- _Document excerpt_
In [38]:
# This code is supposed to represent how I chose between
# Linear Regression and Ridge regression
# And between different preprocessings ngram and embeddings

In [39]:
import pandas as pd
eb = pd.read_csv("emobank.csv", index_col=0 ,engine='python')

In [40]:
eb.reset_index(drop=True, inplace=True)
eb = eb.drop(labels='split', axis=1)

In [41]:
eb_list = eb['text'].values.tolist()

In [42]:
# Extract VAD values
y_V = eb['V']
y_A = eb['A']
y_D = eb['D']

In [43]:
# Based on https://towardsdatascience.com/another-twitter-sentiment-analysis-bb5b01ebad90
# Data cleaning

from bs4 import BeautifulSoup
from nltk.tokenize import WordPunctTokenizer
import re

tok = WordPunctTokenizer()
pat1 = r'@[A-Za-z0-9]+'
pat2 = r'https?://[A-Za-z0-9./]+'
combined_pat = r'|'.join((pat1, pat2))
def tweet_cleaner(text):
    soup = BeautifulSoup(text, 'html.parser')
    souped = soup.get_text()
    stripped = re.sub(combined_pat, '', souped)
    try:
        clean = stripped.decode("utf-8-sig").replace(u"\ufffd", "?")
    except:
        clean = stripped
    letters_only = re.sub("[^a-zA-Z]", " ", clean)
    lower_case = letters_only.lower()
    # During the letters_only process two lines above, it has created unnecessay white spaces,
    # I will tokenize and join together to remove unneccessary white spaces
    words = tok.tokenize(lower_case)
    return (" ".join(words)).strip()
testing = eb_list
test_result = []
for t in testing:
    test_result.append(tweet_cleaner(t))




In [44]:
eb_list_V = test_result
eb_list_A = test_result
eb_list_D = test_result

In [45]:
# Feature 
# Preprocessing function with Tf-idf

# Based on code from:
# https://developers.google.com/machine-learning/guides/text-classification/step-3

from sklearn.feature_extraction.text import TfidfVectorizer
from sklearn.feature_selection import SelectKBest
from sklearn.feature_selection import f_classif

# Vectorization parameters
# Range (inclusive) of n-gram sizes for tokenizing text.
NGRAM_RANGE = (1, 2)

# Limit on the number of features. We use the top 20K features.
TOP_K = 20000

# Whether text should be split into word or character n-grams.
# One of 'word', 'char'.

- _Short task 1_
Duplicate the entries exactly, from the line containing "shirt in background as" through the end of the entries, including both ends.
The notebook code and the entries come from separate, unrelated sources.

- _Information shown_
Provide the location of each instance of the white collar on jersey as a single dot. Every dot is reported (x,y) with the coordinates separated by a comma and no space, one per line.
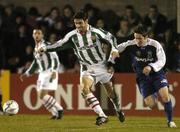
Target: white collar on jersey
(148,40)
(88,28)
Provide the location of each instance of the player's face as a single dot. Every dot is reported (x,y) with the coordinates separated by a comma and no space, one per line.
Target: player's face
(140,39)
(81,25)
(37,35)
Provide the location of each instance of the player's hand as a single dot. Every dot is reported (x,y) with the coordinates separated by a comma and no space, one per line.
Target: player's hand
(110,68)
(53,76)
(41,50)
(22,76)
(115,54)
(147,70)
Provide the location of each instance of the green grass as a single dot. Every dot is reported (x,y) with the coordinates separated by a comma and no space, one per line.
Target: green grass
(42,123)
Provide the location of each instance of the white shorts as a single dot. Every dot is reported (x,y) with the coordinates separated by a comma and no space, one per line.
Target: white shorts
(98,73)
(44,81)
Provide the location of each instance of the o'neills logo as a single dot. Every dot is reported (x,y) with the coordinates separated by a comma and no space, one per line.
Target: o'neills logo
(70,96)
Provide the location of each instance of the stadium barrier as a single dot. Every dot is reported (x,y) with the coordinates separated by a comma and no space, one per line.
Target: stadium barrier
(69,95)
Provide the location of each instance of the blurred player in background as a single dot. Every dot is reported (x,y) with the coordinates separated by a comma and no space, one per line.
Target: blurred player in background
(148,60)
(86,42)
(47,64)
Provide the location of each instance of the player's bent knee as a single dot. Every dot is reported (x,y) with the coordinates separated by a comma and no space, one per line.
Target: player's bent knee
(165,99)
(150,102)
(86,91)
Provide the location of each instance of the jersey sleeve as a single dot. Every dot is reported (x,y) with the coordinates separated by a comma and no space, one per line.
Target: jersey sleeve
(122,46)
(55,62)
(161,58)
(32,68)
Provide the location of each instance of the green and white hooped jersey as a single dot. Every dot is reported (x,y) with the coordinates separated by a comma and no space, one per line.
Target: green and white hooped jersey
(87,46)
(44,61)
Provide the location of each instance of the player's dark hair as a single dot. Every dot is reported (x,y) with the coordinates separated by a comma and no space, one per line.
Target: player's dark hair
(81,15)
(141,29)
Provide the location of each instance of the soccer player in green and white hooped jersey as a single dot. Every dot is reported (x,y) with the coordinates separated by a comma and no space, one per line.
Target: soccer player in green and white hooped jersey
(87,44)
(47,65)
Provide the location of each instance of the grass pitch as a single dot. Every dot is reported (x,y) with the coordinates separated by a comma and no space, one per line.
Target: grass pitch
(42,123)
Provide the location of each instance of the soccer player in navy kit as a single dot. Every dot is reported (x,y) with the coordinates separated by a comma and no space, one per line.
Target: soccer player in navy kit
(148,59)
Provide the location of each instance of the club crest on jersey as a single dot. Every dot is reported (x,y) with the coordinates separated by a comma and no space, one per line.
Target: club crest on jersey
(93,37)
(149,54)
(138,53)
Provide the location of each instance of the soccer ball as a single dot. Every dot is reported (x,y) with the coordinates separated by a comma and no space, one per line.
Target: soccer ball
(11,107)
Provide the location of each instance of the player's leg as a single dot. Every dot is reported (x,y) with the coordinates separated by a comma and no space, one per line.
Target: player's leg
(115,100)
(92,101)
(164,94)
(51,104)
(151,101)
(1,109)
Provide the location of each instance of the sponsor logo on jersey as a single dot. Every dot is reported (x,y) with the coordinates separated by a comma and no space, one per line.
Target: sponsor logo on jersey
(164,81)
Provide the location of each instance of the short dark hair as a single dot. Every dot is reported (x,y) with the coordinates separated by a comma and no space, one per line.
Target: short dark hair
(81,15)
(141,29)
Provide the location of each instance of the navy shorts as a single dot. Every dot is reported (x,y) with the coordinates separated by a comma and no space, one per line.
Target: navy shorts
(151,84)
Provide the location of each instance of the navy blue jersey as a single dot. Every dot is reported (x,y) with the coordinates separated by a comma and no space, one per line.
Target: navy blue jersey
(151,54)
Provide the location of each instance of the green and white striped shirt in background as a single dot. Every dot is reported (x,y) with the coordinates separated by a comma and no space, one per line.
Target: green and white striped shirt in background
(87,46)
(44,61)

- _Short task 2_
Set down the notebook code exactly, from "# Based on code" to "top 20K features.".

- _Reply 1_
Provide the location of each instance of the green and white striped shirt in background as a single dot. Every dot is reported (x,y) with the coordinates separated by a comma and no space, one per line.
Target: green and white striped shirt in background
(87,46)
(44,61)

- _Reply 2_
# Based on code from:
# https://developers.google.com/machine-learning/guides/text-classification/step-3

from sklearn.feature_extraction.text import TfidfVectorizer
from sklearn.feature_selection import SelectKBest
from sklearn.feature_selection import f_classif

# Vectorization parameters
# Range (inclusive) of n-gram sizes for tokenizing text.
NGRAM_RANGE = (1, 2)

# Limit on the number of features. We use the top 20K features.